For a final box score and play-by-play, click here.

The early lessons of World Series Game 1's unexpected slugfest:

• Cliff Lee is a postseason mortal. For the first time in his nine career playoff starts, his team lost. He was hit hard, too, to the tune of seven runs (six earned) in 4 2/3 innings.

• Apparently the Giants don't need four games to score 11 runs. San Francisco's 11 runs matched its total scoring from the four games of the National League Division Series.

• Tim Lincecum doesn't need to strike out hitters to be effective -- but he's better when he does. He only struck out three in 5 2/3 innings in Game 1. He had struck out so few in only nine career regular-season starts and is now 5-5 in those 10 overall starts. He allowed a .324 batting average on balls put in play, 25 points higher than the league average, meaning hitters who manage to connect off Lincecum have a better than average chance of reaching base.

• Bad defense remains rampant this postseason. With six errors tonight -- four by the Rangers, two by the Giants -- there have now been 43 errors in 28 playoff games, a rate of 1.54 per game, well above the 1.25 per-game average in the regular season and the 1.03 per-game rate of last year's postseason.

Matt Cain and Tim Lincecum have publicly spoken about their personal competition to throw more innings than the other. In Game 2, there will be increased pressure on Cain to outlast his more celebrated teammate.

After Lincecum was removed in the sixth, Giants manager Bruce Bochy needed six relievers to get the final 10 outs after Texas pounded out three runs in the top of the ninth. Even closer Brian Wilson was needed to finish a game in which the ninth inning began with a seven-run San Francisco lead. Not only was most of the bullpen used, they were ineffective against Texas' potent lineup.

The question for Rangers manager Ron Washington should be where to put David Murphy in the batting order, not where to put him in the field. After Edgar Renteria's single to rightfield was booted by Vladimir Guerrero, allowing Renteria to reach third, it should be clear that the Guerrero-as-a-starting-outfielder experiment should be over.

Adding insult to injury was Freddy Sanchez grounder down the rightfield line for a single that Guerrero again bobbled in the outfield, allowing Sanchez to reach second. It was Guerrero's second error of the inning and the Rangers' fourth of the night. Earlier in the night he was very tentative and slow reacting to flyballs and pop-ups in his direction.

So there should be no doubt that in Game 2 Murphy will be in leftfield, Nelson Cruz in rightfield and Guerrero in the underground batting cage, preparing to pinch hit.

Two factors in Texas' favor this World Series was their vaunted baserunning and San Francisco's occasionally suspect defense. Both reputations took a hit on one play. Ian Kinsler's dribbler went for an infield single, as second baseman Freddy Sanchez's throw went way wide of first base, but Aubrey Huff made a diving scoop to keep the ball from bouncing toward the dugout. Kinsler, however, lost track of the ball and turned toward second base and was tagged out by Huff before he could return safely to first.

With the aid of Aubrey Huff getting caught stealing after a single, Rangers reliever Alexi Ogando faces the minimum three batters in the seventh. In a few years you'll be able to win a lot of bar bets with the wager that Huff was the first Giant to attempt stealing a base in the 2010 World Series.

::::::::::

Stated problem 1:
For each of the statements (a), (b), and (c), say yes or no to whether the World Series Game 1 notes agree with it, and quote the words from the notes that decide it. (a) The Giants scored as many runs in Game 1 as they did across the four games of the National League Division Series. (b) Tim Lincecum struck out five hitters in Game 1. (c) Four of the six errors in the game were made by the Rangers.
Stated problem 2:
Supply what follows the World Series Game 1 notes, starting right after their final sentence.
The listing comes from a different source than the World Series Game 1 notes.

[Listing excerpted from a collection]
::::::::::

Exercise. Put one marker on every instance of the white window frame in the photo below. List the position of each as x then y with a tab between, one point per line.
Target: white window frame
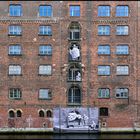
16	93
103	11
122	93
45	93
122	30
45	50
45	70
15	30
14	50
122	70
104	30
122	49
104	50
103	70
123	11
45	30
14	70
103	93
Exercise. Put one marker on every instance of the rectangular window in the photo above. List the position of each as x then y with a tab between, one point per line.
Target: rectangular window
75	10
45	50
103	93
122	70
104	49
122	30
103	11
14	30
103	70
122	11
45	94
14	50
15	10
45	30
45	10
103	30
15	93
122	93
14	70
45	69
122	50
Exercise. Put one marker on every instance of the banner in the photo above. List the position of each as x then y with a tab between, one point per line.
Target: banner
75	119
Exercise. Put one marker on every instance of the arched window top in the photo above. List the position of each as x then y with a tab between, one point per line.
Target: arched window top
19	113
41	113
49	113
11	113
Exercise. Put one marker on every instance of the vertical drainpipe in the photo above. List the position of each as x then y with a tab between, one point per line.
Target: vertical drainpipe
60	77
88	37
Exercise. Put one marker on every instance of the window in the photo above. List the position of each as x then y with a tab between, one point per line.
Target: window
74	31
103	70
103	111
14	70
14	30
122	93
15	93
104	49
15	10
14	50
41	113
45	94
103	30
103	11
74	10
45	10
103	93
49	114
45	30
122	30
45	50
122	50
74	95
122	70
122	11
11	114
19	114
74	74
45	69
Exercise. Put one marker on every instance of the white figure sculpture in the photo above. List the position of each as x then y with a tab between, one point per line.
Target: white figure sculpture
74	52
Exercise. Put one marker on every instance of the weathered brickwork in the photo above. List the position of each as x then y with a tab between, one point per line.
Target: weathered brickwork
122	112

::::::::::

Written reply 1:
(a) Yes: "San Francisco's 11 runs matched its total scoring from the four games of the National League Division Series."
(b) No: "He only struck out three in 5 2/3 innings in Game 1."
(c) Yes: "With six errors tonight -- four by the Rangers, two by the Giants"

Written reply 2:
But the Giants have already exceeded all offensive expectations. Their six-run fifth-inning matched their most runs in a complete game since Sept. 25, a span of 16 games.

Giants manager Bruce Bochy may have found his new set-up man. There's a reason closer Brian Wilson has attempted so many saves of four or more outs and why starter Tim Lincecum started the eighth inning of NLCS Game 6 with a one-run lead -- it's because, as good as Wilson and the Giants lefthanders are, Bochy seems to lack faith in Sergio Romo and Ramon Ramirez, each of whom have given up at least three runs in three postseason innings.

But it was Santiago Casilla who was summoned in relief of Lincecum with two runners on in the sixth. He struck out Elvis Andrus to end that threat and then the heart of the Rangers' order without allowing a run; the only baserunner reached on a fielding error. Look for Casilla to get more high-leverage seventh- and eighth-inning chances this series.

Giants leftfielder Pat Burrell finishes the inning -- and his night -- with a strikeout, his third of the game. He did at least walk and score a run in the Giants' six-run fifth innings, but manager Bruce Bochy has strictly adhered to his plan to get Burrell out of the field as soon after the game's midpoint as he can. Burrell has power potential but little range while Nate Schierholtz has great range and a good throwing arm but little bat, so Bochy effectively platoons the two almost the way a basketball coach makes substitutions for offense and defense in the game's final minutes.

The Rangers quite literally chased Tim Lincecum from this game. Mitch Moreland's single was the second Texas hit to smack the Giants starter on the leg and when it was followed by a pinch-hit RBI single from David Murphy -- the fourth straight Ranger to reach base -- Lincecum was out of the game with an 8-4 lead.

It wasn't quite the pitching matchup of former Cy Young winners everyone dreamed of. Lincecum struck out only three batters in 5 2/3 innings -- he had so few strikeouts in only nine career regular-season starts. Cliff Lee, meanwhile, failed to complete the fifth inning, which he had only done four times in the past three seasons.

Rarely is a loss of nerves and confidence so visible, so apparent as it was to the Rangers in the bottom of the fifth. It started, as it continues to do so in his game, with Freddy Sanchez.

Sanchez has never had a WS at bat in which he hasn't doubled. In his first Fall Classic appearance, the Giants' second baseman has been a two-bag machine, doubling in each of his three trips to the plate. He added a second RBI when he knocked him Andres Torres, who also doubled.

In the NLDS and NLCS Giants other than Buster Posey and Cody Ross had 55 hits, of which only nine (or 16.4 percent) were for extra bases. Tonight Posey and Ross each have RBI singles -- Ross' came in the fifth -- while teammates have seven hits, five of them doubles. The one single belongs to Aubrey Huff, who drove in San Francisco's fifth run and drove Cliff Lee from the game before he completed the fifth inning. He exited after 4 2/3 innings having allowed seven runs, six of them earned.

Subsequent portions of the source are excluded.